TEXT FOR ANALYSIS -

Among visible light wavelengths (λ = 380 nm - 760 nm), diodes existed that emitted long-wavelength red (λ = 630 nm, typical) and green light (λ = 530-540 nm, typical). However, there were no diodes that emitted blue light. As a result, it was not possible to create white light through additive color mixing (red, green, blue) for lighting and display purposes.

Realization of Blue Light Emitting Diode (LED)

Light Emitting Diode (LED)

The basic structure of a light emitting diode (LED) is a pn junction, where a p-type semiconductor (which has many holes) and an n-type semiconductor (which has many electrons) are joined. When a forward voltage is applied to this element, the holes and electrons move toward the pn junction and recombine, causing the electrons to move from a high-energy state in the conduction band to a low-energy state in the valence band. The energy difference (bandgap) between these states is released as light.

Condition for Blue Light Emission

The working principle of blue light emitting diodes (LEDs) is the same as that of general diodes. They emit light when electrons recombine with holes in the pn junction. The bandgap in which the electrons fall into the valence band determines the color emitted. The bandgap (Bg) [eV] and the wavelength (λ) in micrometer [μm] of the emitted color are approximately related by the following forumla.:

λ＝1.24/Bg

To emit blue light (λ = 0.46-0.47 μm, typical), a semiconductor with a bandgap of about 2.6 eV is required.

The challenges in realizing a blue LED

The basic structure of a blue light emitting diode (LED) is the same as that of conventional diodes, featuring a pn junction. The principle of light emission, where electrons in a conductor emit light by recombining with holes, is also the same as that of ordinary diodes. Therefore, the challenges in realizing a blue LED included:

(a) Creating a crystal with a wide bandgap that can emit blue light;
(b) Making high-quality pn junctions;
(c) Producing a high-brightness light emitting diode.

WORK ITEM -
Please continue the passage on blue light emitting diodes from its last line. The data plays no part in this.

DATASET CONTENT -

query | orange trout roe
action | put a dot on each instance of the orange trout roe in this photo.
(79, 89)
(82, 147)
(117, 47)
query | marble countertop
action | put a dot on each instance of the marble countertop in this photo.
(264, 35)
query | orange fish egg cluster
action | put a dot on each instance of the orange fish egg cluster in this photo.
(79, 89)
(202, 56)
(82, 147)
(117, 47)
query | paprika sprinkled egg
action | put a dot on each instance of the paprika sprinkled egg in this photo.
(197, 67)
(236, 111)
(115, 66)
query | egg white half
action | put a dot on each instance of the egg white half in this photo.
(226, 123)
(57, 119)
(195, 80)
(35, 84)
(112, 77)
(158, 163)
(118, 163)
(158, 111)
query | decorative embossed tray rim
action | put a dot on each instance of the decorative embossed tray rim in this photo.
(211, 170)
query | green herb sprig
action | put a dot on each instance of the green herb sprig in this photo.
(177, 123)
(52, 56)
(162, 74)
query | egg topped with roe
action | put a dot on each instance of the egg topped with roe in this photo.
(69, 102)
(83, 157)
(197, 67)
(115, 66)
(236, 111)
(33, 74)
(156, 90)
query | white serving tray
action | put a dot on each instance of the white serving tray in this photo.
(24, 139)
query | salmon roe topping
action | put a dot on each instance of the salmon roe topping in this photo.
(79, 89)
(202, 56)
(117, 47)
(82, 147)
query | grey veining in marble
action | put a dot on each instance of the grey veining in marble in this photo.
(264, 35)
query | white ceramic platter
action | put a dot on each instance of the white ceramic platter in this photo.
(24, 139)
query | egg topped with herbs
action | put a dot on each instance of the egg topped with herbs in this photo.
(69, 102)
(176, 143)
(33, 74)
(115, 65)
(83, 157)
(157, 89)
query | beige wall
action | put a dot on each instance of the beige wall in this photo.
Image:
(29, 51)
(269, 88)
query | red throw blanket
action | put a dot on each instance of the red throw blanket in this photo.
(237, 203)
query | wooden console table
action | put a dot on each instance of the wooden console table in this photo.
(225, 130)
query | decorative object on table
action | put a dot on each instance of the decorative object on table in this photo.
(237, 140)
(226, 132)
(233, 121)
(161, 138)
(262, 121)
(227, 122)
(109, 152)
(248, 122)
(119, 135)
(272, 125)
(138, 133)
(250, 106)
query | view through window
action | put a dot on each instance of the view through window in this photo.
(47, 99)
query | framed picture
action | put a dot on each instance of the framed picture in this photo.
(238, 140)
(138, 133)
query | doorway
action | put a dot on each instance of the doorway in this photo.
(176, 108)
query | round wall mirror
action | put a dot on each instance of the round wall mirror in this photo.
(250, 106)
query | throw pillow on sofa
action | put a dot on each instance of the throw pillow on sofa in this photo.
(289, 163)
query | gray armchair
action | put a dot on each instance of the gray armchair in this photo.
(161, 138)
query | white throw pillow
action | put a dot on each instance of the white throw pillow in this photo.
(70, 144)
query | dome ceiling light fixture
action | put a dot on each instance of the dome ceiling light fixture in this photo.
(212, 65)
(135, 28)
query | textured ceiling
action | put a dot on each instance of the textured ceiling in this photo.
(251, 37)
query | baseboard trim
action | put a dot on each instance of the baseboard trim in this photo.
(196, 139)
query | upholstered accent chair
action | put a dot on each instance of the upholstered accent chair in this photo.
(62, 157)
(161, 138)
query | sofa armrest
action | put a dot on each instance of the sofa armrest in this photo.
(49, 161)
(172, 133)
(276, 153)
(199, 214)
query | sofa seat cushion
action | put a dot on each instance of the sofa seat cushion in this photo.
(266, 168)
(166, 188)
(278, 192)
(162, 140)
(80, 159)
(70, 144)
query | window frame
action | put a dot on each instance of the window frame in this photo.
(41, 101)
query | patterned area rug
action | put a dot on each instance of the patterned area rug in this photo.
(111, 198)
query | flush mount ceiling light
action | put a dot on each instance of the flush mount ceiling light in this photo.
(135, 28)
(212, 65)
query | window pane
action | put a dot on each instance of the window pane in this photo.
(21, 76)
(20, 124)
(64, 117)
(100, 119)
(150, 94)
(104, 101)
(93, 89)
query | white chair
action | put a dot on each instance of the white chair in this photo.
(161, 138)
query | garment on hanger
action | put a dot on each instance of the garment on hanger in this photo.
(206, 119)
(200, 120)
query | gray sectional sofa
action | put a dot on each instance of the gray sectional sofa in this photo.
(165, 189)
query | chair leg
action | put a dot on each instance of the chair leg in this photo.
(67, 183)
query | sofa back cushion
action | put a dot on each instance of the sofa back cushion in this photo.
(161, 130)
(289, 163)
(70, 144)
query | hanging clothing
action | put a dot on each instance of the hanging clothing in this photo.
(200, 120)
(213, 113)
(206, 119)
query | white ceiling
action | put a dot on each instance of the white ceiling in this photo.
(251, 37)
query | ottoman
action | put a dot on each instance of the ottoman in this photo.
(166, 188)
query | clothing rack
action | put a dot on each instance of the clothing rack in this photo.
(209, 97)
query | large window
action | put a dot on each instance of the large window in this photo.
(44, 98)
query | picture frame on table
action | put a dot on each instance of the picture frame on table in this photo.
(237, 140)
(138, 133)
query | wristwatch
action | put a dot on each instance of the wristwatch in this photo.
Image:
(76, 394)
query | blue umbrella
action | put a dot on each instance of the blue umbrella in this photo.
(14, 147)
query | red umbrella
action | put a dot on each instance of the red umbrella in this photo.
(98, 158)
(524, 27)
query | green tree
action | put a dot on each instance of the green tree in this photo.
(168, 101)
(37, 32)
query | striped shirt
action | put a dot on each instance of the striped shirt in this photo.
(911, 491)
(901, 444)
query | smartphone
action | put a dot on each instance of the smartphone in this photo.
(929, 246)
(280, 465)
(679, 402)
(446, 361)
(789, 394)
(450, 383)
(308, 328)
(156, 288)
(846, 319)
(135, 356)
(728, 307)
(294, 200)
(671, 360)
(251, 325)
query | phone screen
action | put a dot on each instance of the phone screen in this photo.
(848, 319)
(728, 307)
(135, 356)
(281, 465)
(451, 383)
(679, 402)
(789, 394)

ANSWER TO THIS PROBLEM -
The Nobel Prize in Physics

In 1989, Isamu Akasaki and Hiroshi Amano achieved the crystal growth and pn junction of gallium nitride (GaN), which is suitable for blue light emission. In 1993, Shuji Nakamura realized a high-brightness blue LED. For this achievement, Isamu Akasaki, Hiroshi Amano, and Shuji Nakamura were awarded the Nobel Prize in Physics in 2014 [1]. The reason for the award was "the invention of a blue light emitting diode that enabled a high-brightness, power-saving white light source."

Social Impact of the Realization of Blue Light Emitting Diodes

The realization of blue light emitting diodes (LEDs) has had numerous social impacts. Here are some examples:
(a) Energy savings: Blue LEDs are very energy efficient compared to traditional incandescent and fluorescent bulbs, resulting in a significant reduction in electricity consumption. This has lessened the environmental burden and promoted sustainable energy use.
(b) Long service life: Blue LEDs have a very long lifespan and need to be replaced infrequently, which reduces maintenance costs. This has alleviated the economic burden and contributed to waste reduction.
(c) High-quality lighting: Blue LEDs have a high color temperature and provide brightness close to natural light. This has improved both the environment and the quality of work, as well as enhanced visual comfort.
(d) Advances in medical technology: Blue LEDs are also being utilized in the medical field. For example, they are used in phototherapy and dental procedures. This has increased the effectiveness of treatments and improved patients' quality of life.

The scale of the blue LED industry is expanding year by year, and further technological innovations and market expansion are expected in the future. Thus, blue LEDs have become an essential technology in many industries.

What obstacles (technical, political, geographic) needed to be overcome?

Obstacles to overcome

Materials for blue light emission

To emit blue light (λ= 450-470 nm, typical), a semiconductor with a bandgap of about 2.6 eV is required. Silicon (Si) with a bandgap of 1.2 eV and gallium arsenide (GaAs) with a bandgap of 1.4 eV, which were commonly used at the time, did not meet these conditions due to their narrow bandgaps. Therefore, gallium nitride (GaN), zinc selenide (ZnSe), and silicon carbide (SiC) with wider bandgaps were considered as candidates for blue light emitting semiconductors. However, SiC had indirect bandgap and low light emission efficiency. ZnSe was advantageous because it had the same atomic spacing as GaAs, leading many researchers to attempt to create crystals with ZnSe. However, ZnSe proved unsuitable for practical use due to its brittleness. GaN did not have a suitable substrate, and few researchers focused on it. Nonetheless, Akasaki and Amano chose GaN as their material [2], and their pioneering work led to significant advancements in blue LED technology.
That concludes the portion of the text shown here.